WHAT IS REQUIRED → Word for word, repeat the lines of the records from the one containing "of the bed?" through the last line, both included.

=== DATA FOR THE TASK ===

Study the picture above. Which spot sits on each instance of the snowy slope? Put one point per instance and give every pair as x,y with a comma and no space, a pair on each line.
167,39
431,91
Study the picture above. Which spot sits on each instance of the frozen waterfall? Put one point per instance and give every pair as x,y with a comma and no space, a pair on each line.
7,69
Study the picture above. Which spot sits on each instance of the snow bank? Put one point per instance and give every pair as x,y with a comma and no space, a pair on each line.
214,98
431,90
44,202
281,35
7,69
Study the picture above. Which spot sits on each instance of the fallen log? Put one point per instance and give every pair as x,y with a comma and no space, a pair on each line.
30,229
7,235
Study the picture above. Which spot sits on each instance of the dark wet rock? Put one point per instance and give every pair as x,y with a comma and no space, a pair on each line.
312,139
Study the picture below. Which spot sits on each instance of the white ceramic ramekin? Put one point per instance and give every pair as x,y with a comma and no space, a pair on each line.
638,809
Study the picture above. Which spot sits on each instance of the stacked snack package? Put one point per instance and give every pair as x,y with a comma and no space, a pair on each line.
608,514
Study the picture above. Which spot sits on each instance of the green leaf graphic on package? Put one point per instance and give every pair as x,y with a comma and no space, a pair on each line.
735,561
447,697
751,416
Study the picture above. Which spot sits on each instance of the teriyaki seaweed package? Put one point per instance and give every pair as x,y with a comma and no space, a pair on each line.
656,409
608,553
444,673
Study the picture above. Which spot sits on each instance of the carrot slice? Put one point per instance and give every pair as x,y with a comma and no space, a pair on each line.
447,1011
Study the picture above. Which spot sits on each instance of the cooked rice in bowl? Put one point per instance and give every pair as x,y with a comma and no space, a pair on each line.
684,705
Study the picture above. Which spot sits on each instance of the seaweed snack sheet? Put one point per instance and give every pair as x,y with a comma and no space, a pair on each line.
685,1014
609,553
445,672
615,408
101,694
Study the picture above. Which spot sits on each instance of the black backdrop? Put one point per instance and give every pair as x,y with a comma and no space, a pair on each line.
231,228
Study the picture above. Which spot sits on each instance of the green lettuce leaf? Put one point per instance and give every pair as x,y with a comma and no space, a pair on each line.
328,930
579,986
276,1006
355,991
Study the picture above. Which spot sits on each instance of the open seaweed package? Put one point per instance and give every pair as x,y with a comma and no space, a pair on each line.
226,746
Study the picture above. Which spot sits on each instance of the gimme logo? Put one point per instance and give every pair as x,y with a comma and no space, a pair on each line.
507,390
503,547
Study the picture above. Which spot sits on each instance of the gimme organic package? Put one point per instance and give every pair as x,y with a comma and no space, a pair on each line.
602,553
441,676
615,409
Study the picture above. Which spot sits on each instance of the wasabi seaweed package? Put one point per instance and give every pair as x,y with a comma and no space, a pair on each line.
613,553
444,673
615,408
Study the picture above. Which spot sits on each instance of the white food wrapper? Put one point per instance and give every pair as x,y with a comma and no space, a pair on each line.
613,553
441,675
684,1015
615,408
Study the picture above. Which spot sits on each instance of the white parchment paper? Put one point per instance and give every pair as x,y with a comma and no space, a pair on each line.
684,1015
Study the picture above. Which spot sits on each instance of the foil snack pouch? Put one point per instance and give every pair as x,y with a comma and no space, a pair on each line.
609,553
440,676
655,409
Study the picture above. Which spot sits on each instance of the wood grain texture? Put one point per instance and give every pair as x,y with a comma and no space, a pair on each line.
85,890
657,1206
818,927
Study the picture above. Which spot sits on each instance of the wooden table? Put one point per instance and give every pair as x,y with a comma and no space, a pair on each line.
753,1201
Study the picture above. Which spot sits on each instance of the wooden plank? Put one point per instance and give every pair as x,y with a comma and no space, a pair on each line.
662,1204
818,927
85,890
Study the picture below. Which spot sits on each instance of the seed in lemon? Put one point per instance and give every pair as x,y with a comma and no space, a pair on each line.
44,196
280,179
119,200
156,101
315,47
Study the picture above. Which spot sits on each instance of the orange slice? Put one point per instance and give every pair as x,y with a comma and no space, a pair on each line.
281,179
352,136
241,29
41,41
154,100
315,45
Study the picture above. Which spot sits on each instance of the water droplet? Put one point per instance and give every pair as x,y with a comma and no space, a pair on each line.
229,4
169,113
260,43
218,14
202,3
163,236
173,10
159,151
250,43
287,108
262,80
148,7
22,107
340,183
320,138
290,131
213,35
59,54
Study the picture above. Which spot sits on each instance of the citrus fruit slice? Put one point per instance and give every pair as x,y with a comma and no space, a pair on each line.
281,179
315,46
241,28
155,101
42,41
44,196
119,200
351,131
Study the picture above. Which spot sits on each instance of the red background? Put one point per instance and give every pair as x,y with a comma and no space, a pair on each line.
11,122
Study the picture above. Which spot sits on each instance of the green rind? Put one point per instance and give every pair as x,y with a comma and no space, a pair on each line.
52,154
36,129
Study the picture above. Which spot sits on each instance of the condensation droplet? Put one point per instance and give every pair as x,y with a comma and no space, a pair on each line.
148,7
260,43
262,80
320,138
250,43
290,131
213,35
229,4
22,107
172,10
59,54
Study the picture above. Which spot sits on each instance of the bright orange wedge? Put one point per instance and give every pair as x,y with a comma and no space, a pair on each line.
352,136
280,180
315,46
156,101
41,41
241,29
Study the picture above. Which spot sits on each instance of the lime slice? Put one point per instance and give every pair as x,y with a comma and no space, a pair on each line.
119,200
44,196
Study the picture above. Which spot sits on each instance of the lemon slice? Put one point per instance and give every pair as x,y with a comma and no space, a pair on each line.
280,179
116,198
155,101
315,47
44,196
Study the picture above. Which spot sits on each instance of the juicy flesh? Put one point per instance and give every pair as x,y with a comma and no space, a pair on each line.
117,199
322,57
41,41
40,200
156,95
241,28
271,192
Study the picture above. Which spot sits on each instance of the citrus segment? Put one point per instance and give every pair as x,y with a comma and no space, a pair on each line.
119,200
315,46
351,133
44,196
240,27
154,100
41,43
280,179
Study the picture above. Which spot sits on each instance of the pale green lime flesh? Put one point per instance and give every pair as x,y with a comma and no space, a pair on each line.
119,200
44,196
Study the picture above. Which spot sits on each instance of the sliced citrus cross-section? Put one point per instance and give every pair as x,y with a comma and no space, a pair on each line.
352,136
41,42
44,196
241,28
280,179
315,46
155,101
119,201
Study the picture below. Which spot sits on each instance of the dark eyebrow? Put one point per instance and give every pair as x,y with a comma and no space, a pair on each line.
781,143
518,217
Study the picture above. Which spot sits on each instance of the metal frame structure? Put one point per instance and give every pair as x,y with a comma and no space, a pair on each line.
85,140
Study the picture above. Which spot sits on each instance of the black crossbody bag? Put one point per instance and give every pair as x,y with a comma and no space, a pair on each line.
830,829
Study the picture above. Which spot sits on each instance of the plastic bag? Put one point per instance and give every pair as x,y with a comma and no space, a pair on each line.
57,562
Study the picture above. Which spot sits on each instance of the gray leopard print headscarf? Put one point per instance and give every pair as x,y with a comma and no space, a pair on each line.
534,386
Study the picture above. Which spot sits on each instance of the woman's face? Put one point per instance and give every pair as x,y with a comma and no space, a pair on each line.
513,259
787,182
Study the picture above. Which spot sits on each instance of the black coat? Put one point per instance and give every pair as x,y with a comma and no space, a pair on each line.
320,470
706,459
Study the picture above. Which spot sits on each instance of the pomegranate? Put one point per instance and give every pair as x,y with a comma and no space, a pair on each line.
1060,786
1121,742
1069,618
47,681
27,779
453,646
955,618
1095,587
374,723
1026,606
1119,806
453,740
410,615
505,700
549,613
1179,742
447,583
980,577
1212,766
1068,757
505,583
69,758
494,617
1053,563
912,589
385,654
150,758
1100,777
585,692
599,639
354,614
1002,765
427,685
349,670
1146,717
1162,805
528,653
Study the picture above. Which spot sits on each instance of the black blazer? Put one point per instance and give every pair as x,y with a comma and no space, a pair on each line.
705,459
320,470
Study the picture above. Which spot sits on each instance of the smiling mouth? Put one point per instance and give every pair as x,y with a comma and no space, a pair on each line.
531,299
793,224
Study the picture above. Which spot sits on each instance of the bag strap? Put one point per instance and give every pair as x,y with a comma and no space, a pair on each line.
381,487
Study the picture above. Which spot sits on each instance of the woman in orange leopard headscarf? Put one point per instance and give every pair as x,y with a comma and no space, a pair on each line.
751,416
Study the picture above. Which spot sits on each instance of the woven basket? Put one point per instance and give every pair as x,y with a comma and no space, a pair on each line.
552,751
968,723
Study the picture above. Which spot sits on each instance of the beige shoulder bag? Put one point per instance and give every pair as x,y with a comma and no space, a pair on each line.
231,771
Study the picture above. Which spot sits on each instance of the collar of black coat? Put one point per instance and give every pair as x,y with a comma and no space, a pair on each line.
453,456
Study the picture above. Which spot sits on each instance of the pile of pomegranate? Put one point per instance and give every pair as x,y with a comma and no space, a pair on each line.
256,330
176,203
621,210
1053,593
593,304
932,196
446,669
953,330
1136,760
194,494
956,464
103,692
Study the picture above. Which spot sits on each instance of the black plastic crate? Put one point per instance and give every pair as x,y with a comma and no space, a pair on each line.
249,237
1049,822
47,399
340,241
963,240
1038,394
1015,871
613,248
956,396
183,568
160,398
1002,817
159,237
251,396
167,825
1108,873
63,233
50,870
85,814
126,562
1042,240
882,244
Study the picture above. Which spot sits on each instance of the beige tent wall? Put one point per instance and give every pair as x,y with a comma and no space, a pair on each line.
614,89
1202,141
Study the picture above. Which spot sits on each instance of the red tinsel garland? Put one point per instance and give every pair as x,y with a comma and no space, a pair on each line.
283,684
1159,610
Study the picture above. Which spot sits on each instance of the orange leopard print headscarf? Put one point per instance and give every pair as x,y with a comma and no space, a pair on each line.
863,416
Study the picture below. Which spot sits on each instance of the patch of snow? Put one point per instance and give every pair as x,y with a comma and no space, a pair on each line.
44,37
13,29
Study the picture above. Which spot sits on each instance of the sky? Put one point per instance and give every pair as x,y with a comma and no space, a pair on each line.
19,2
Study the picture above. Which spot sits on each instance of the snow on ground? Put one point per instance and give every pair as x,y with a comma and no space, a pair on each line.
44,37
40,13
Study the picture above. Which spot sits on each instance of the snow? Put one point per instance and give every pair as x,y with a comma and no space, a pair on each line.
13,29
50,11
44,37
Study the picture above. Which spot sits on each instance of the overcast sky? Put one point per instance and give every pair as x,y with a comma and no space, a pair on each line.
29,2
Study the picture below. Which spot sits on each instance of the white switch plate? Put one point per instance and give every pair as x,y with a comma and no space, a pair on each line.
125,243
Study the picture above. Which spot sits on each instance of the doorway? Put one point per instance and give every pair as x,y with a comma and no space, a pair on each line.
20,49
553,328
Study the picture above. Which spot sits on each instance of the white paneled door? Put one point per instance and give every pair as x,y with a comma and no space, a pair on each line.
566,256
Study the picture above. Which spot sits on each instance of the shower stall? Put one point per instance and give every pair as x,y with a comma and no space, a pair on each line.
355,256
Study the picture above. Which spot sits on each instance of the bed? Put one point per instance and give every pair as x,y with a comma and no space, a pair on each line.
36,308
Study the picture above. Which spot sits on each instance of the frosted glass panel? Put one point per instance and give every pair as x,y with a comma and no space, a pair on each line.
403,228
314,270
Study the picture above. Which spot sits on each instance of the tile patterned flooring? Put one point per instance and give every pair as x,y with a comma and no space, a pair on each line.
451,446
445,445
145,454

===

RESPONSE TO THIS TASK →
Study the picture above. Which spot sits on each instance of the bed? Put one point per instance and give every pair as x,y with a comma and no space, a pair on each line.
36,308
Study the picture above. Which spot sits on each instance of the frosted glass panel? Put one point per instance and give every pair as x,y with a comma and no space, a pair on each line.
403,228
314,270
Study the picture above. Which spot sits on each instance of the tile patterned flooring? Put one point per instance and give every pair as x,y with a comma and no space, a pair on each line.
451,446
445,445
145,454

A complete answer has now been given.